Point localization data
________________
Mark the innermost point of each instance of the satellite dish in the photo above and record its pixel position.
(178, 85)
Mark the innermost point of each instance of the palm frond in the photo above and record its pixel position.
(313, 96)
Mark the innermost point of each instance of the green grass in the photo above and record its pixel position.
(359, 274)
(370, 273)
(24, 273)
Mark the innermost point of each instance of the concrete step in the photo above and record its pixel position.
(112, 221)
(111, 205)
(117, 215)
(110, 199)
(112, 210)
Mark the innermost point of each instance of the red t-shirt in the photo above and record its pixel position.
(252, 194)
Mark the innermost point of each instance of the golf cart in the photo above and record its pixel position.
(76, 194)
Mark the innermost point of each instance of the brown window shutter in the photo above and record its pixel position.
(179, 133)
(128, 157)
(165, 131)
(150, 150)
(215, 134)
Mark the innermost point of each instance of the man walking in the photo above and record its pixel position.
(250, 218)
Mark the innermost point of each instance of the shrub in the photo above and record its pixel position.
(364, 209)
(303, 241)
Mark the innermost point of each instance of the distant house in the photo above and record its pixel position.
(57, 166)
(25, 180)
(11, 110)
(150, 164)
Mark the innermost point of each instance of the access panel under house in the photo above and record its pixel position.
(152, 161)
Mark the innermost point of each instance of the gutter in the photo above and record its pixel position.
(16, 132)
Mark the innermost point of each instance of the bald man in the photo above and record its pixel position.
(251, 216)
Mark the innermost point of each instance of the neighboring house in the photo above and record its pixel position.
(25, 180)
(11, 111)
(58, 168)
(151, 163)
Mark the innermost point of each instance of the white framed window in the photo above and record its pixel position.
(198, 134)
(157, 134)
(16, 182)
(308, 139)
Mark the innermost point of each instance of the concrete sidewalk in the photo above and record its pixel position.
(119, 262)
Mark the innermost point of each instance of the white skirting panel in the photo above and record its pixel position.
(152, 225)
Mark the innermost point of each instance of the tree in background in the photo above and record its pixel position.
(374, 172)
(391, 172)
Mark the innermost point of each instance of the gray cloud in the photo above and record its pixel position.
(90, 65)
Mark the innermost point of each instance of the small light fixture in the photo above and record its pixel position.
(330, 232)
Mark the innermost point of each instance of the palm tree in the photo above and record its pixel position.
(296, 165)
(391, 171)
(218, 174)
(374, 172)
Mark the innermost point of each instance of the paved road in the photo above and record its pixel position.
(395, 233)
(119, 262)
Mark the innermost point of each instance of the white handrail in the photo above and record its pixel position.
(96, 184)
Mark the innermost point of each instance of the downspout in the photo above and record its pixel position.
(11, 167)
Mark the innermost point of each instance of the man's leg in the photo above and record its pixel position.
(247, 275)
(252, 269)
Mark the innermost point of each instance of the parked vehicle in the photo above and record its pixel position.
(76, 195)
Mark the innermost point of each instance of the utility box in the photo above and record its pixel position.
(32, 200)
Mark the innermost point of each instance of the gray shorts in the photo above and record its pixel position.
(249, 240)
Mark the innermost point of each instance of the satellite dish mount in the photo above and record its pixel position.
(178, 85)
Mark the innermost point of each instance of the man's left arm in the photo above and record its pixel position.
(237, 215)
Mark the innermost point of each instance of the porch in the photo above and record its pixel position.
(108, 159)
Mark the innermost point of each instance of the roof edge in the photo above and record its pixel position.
________________
[Instructions for the task]
All of the entries are to be transcribed exactly.

[Exercise solution]
Mark the innermost point of each instance of the satellite dish in the photo above and record its pixel position.
(178, 85)
Mark the innermost point of each instance of the palm frond in the photo above and record its pixel position.
(313, 96)
Mark the innermost point of each instance of the green grass in the photo above and record its pixel position.
(359, 274)
(370, 273)
(24, 273)
Mark the innermost point of each instance of the concrete step in the photo above and record its pixel position.
(112, 221)
(111, 205)
(117, 215)
(110, 199)
(112, 210)
Mark the innermost point of each instance of the red t-shirt in the photo above and record its pixel position.
(252, 194)
Mark the innermost point of each instance of the golf cart in the photo above and record its pixel position.
(76, 194)
Mark the innermost point of each instance of the brown window shutter in the photo above and record its pixel position.
(179, 133)
(128, 157)
(165, 131)
(150, 150)
(215, 134)
Mark the innermost point of each instance of the man walking in the photo above and record its pixel position.
(250, 218)
Mark the innermost point of each instance of the shrub in the photo above and record its pixel position.
(364, 209)
(303, 241)
Mark the innermost point of each instance of the distant house in the photo above and record its pixel position.
(57, 166)
(25, 180)
(11, 110)
(150, 164)
Mark the innermost point of each instance of the access panel under house in the photo above and record its pixel position.
(152, 161)
Mark the innermost point of each instance of the gutter in the photo above and record its pixel position.
(16, 132)
Mark the innermost point of each instance of the bald man in the photo above and record its pixel position.
(251, 216)
Mark the innermost point of each instance of the neighboring house in the photo above and record its pixel position.
(25, 180)
(11, 111)
(58, 168)
(151, 163)
Mark the innermost point of each instance of the white framed window in the photo above and record its pixel position.
(198, 134)
(157, 134)
(16, 182)
(308, 139)
Mark the innermost point of each instance of the concrete sidewalk in the photo above and record its pixel position.
(119, 262)
Mark the innermost point of each instance of the white skirting panel in the photo above and record its pixel position.
(152, 225)
Mark the innermost point of each instance of the tree in background in the photo above and record its pixel position.
(374, 172)
(391, 172)
Mark the innermost point of each instance of the gray cloud in the photo above and record its pixel position.
(90, 65)
Mark the innermost point of each instance of the small light fixture in the photo above and record its pixel position.
(330, 232)
Mark the innermost point of each instance of the palm tree in the photo above and record its pixel position.
(296, 165)
(391, 171)
(218, 174)
(374, 172)
Mark the innermost point of each instance of the paved road in the photo above and record its pixel position.
(395, 233)
(119, 262)
Mark the innermost point of each instance of the white handrail in the photo above and record its pixel position.
(96, 184)
Mark the innermost point of each instance of the downspout in the photo above and record its pixel position.
(11, 167)
Mark the innermost point of each instance of the man's leg in the photo above and record its pixel position.
(247, 275)
(252, 269)
Mark the innermost point of each instance of the parked vehicle in the photo above and record its pixel position.
(76, 195)
Mark the innermost point of each instance of the utility box in the photo above and record its pixel position.
(32, 200)
Mark the innermost point of each instance of the gray shorts in the photo above and record its pixel position.
(249, 240)
Mark the innermost point of each instance of the satellite dish mount in the photo above and record its pixel position.
(178, 85)
Mark the innermost point of each instance of the man's left arm in the photo above and record its pixel position.
(237, 215)
Mark the innermost point of each instance of the porch in the photo above and record its pixel position.
(108, 159)
Mark the innermost point of each instance of the roof edge in the photo above and record its pixel position.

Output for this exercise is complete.